**What you have to do:** Exactly as written, set down every entry once more.

Dataset entries:
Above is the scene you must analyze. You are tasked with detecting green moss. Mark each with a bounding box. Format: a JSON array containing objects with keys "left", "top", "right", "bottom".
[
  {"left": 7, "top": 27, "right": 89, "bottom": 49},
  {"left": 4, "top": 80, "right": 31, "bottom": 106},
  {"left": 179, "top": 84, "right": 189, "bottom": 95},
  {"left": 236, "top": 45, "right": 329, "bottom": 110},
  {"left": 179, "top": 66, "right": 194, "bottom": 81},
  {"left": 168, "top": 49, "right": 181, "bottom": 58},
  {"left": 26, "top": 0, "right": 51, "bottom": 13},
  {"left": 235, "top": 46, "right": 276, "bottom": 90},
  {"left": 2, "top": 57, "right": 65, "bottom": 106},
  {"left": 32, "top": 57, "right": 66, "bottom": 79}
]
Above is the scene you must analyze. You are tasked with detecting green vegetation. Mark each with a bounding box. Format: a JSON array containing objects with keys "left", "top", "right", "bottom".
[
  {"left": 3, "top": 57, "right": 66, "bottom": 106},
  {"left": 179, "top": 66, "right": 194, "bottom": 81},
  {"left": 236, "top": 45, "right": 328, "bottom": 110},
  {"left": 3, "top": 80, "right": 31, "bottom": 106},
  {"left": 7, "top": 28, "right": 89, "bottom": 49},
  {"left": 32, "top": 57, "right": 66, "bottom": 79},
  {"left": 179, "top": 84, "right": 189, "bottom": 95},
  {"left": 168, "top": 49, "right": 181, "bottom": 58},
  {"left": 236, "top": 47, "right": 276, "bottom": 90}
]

**Solution for this task:**
Above is the scene you must analyze. You are tasked with detecting green moss. Mark each with a bounding box. Format: a JSON array containing objects with keys "left", "top", "right", "bottom".
[
  {"left": 7, "top": 27, "right": 89, "bottom": 49},
  {"left": 4, "top": 80, "right": 31, "bottom": 106},
  {"left": 179, "top": 84, "right": 189, "bottom": 95},
  {"left": 236, "top": 45, "right": 329, "bottom": 110},
  {"left": 179, "top": 66, "right": 194, "bottom": 81},
  {"left": 168, "top": 49, "right": 181, "bottom": 58},
  {"left": 26, "top": 0, "right": 51, "bottom": 13},
  {"left": 235, "top": 46, "right": 276, "bottom": 90},
  {"left": 2, "top": 57, "right": 65, "bottom": 106},
  {"left": 32, "top": 57, "right": 66, "bottom": 79}
]
Above is the scene you must analyze. You are tasked with detecting green vegetation. Mark each with a bounding box. Format: a JSON array containing objects with keys "left", "top", "right", "bottom".
[
  {"left": 3, "top": 57, "right": 66, "bottom": 106},
  {"left": 179, "top": 66, "right": 194, "bottom": 81},
  {"left": 236, "top": 45, "right": 328, "bottom": 110},
  {"left": 3, "top": 80, "right": 31, "bottom": 106},
  {"left": 7, "top": 28, "right": 89, "bottom": 49},
  {"left": 32, "top": 57, "right": 66, "bottom": 79},
  {"left": 179, "top": 84, "right": 189, "bottom": 95},
  {"left": 168, "top": 49, "right": 181, "bottom": 58},
  {"left": 236, "top": 47, "right": 276, "bottom": 90}
]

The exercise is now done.